*What to do*
From top to bottom, return the listing exactly as it appears, omitting its images.

*Entries supplied*
#####

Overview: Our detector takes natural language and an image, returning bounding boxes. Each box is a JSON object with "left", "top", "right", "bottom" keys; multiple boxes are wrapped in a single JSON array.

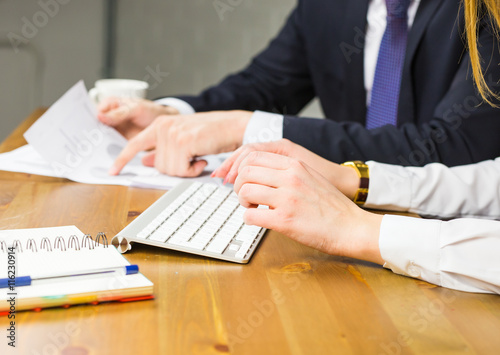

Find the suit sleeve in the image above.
[
  {"left": 282, "top": 22, "right": 500, "bottom": 167},
  {"left": 168, "top": 2, "right": 315, "bottom": 115}
]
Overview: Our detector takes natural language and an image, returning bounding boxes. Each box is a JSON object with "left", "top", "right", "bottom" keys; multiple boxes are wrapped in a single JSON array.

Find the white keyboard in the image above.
[{"left": 112, "top": 182, "right": 267, "bottom": 263}]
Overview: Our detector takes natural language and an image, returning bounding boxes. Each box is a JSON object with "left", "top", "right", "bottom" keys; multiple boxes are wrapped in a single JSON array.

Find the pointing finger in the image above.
[
  {"left": 109, "top": 125, "right": 157, "bottom": 175},
  {"left": 212, "top": 146, "right": 246, "bottom": 180}
]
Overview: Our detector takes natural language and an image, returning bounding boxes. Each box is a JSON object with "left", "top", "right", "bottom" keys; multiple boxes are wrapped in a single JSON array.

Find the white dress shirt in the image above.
[{"left": 367, "top": 159, "right": 500, "bottom": 294}]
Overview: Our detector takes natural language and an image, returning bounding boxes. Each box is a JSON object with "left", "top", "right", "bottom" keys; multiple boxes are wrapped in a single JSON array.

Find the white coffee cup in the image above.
[{"left": 89, "top": 79, "right": 149, "bottom": 104}]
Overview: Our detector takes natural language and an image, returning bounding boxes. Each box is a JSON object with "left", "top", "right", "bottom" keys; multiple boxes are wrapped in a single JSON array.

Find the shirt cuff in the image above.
[
  {"left": 154, "top": 98, "right": 196, "bottom": 115},
  {"left": 379, "top": 214, "right": 442, "bottom": 286},
  {"left": 364, "top": 161, "right": 412, "bottom": 211},
  {"left": 243, "top": 111, "right": 284, "bottom": 145}
]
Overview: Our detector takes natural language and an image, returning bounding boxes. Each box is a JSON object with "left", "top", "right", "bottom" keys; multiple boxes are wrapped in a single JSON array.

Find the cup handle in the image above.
[{"left": 89, "top": 88, "right": 99, "bottom": 105}]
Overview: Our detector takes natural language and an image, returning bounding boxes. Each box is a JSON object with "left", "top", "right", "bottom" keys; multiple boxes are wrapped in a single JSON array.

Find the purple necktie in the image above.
[{"left": 366, "top": 0, "right": 411, "bottom": 129}]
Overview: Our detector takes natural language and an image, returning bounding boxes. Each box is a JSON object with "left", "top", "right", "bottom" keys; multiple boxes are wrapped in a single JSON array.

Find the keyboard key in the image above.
[
  {"left": 235, "top": 225, "right": 259, "bottom": 242},
  {"left": 206, "top": 233, "right": 233, "bottom": 254},
  {"left": 235, "top": 240, "right": 253, "bottom": 259},
  {"left": 189, "top": 229, "right": 214, "bottom": 250}
]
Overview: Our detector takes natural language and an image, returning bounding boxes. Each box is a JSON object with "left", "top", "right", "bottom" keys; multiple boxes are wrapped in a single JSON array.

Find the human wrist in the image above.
[
  {"left": 345, "top": 210, "right": 384, "bottom": 265},
  {"left": 232, "top": 110, "right": 253, "bottom": 145},
  {"left": 154, "top": 97, "right": 195, "bottom": 115},
  {"left": 339, "top": 165, "right": 362, "bottom": 200},
  {"left": 159, "top": 105, "right": 179, "bottom": 116}
]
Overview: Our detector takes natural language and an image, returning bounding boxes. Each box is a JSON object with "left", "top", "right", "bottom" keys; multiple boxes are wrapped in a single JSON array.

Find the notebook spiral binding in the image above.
[{"left": 0, "top": 233, "right": 109, "bottom": 253}]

#####

*Result for this task*
Overview: Our detector takes natural language and an image, returning bounding boxes. Each box is a JSON object with "left", "top", "right", "bottom" keys; multiple boxes are wrapped in a single JSON array.


Find the suit sleeve in the image above.
[
  {"left": 282, "top": 22, "right": 500, "bottom": 167},
  {"left": 168, "top": 2, "right": 315, "bottom": 115}
]
Overview: Our detector takes natural language and an image, returning bounding boxes. Each box is a JSON object with "left", "top", "right", "bottom" keys; multiple boxes are wrapped in a single JSON array.

Find the white keyboard in the image above.
[{"left": 112, "top": 182, "right": 267, "bottom": 263}]
Overview: Our detector takes natural language and an image, returning bounding boxes. Each box is a JSON object with "left", "top", "right", "bottom" keys; multiple boxes are wrapped in a single JSON array.

Find the pointing finger in the image above.
[
  {"left": 109, "top": 125, "right": 157, "bottom": 175},
  {"left": 212, "top": 146, "right": 246, "bottom": 180}
]
Overview: Our detector takes natural language and an image, returning bounding boxes. Each box is a JSON object with "left", "top", "right", "bottom" keys; multiple boxes are wrapped in a single JSON array.

Find the white dress shirt in the image above.
[{"left": 367, "top": 159, "right": 500, "bottom": 294}]
Overview: Our detector takes natural language and an image, returning bounding boxes. Each box is a JSON object with "left", "top", "right", "bottom" keys; multiple boxes are wrapped in a single JSON array.

Find the white coffee cup in the image above.
[{"left": 89, "top": 79, "right": 149, "bottom": 104}]
Overview: Our detector takes natural language and an image, returning bounding boxes. Each box is a JSON object with "left", "top", "right", "bottom" keys; multiple boxes are wrapped in a single JSON array.

Find the shirt cuff in the image above.
[
  {"left": 154, "top": 98, "right": 196, "bottom": 115},
  {"left": 379, "top": 214, "right": 442, "bottom": 286},
  {"left": 364, "top": 161, "right": 412, "bottom": 211},
  {"left": 243, "top": 111, "right": 284, "bottom": 145}
]
Overview: Our detector takes natural language and an image, returning bounding boxes. Each box is a JSON object with "left", "top", "right", "bottom" keys; multiple boxes are wrapped in a single JSON array.

Find the cup handle in the image above.
[{"left": 89, "top": 88, "right": 99, "bottom": 105}]
Overview: Our detector takes natural language and an image, returning bounding boxes. Each box is a JSON object with "left", "top", "right", "bottom" keys; multiple boxes are wrapped in a single JSON array.

Find the purple necktie in the image above.
[{"left": 366, "top": 0, "right": 411, "bottom": 129}]
Overview: Our detector takes natural language and an image, returning bounding boxes. Each box is a JSON object with "left", "top", "right", "bottom" keys; multiple boxes are wrapped in a single JSON array.

Find the keyboard key in the image above.
[
  {"left": 235, "top": 225, "right": 259, "bottom": 242},
  {"left": 206, "top": 233, "right": 233, "bottom": 254},
  {"left": 235, "top": 240, "right": 253, "bottom": 259},
  {"left": 189, "top": 229, "right": 214, "bottom": 250}
]
Overview: Our detector takes natural language and an image, returning bounding boxes. Each box is a JSON object with "left", "top", "right", "bottom" keys; multiple boxes are wrapped in a single JSON array.

Find the human wrist in the image above.
[
  {"left": 345, "top": 210, "right": 384, "bottom": 265},
  {"left": 232, "top": 110, "right": 253, "bottom": 145},
  {"left": 154, "top": 97, "right": 195, "bottom": 115},
  {"left": 339, "top": 165, "right": 362, "bottom": 200},
  {"left": 159, "top": 105, "right": 179, "bottom": 116}
]
Overview: Our detector takes natural language and an image, returning bounding boxes. Each box is a JSON object with "left", "top", "right", "bottom" keys; multiple boxes are wrapped in a single JSON array.

Find the notebook spiral binding in the image above.
[{"left": 0, "top": 233, "right": 109, "bottom": 253}]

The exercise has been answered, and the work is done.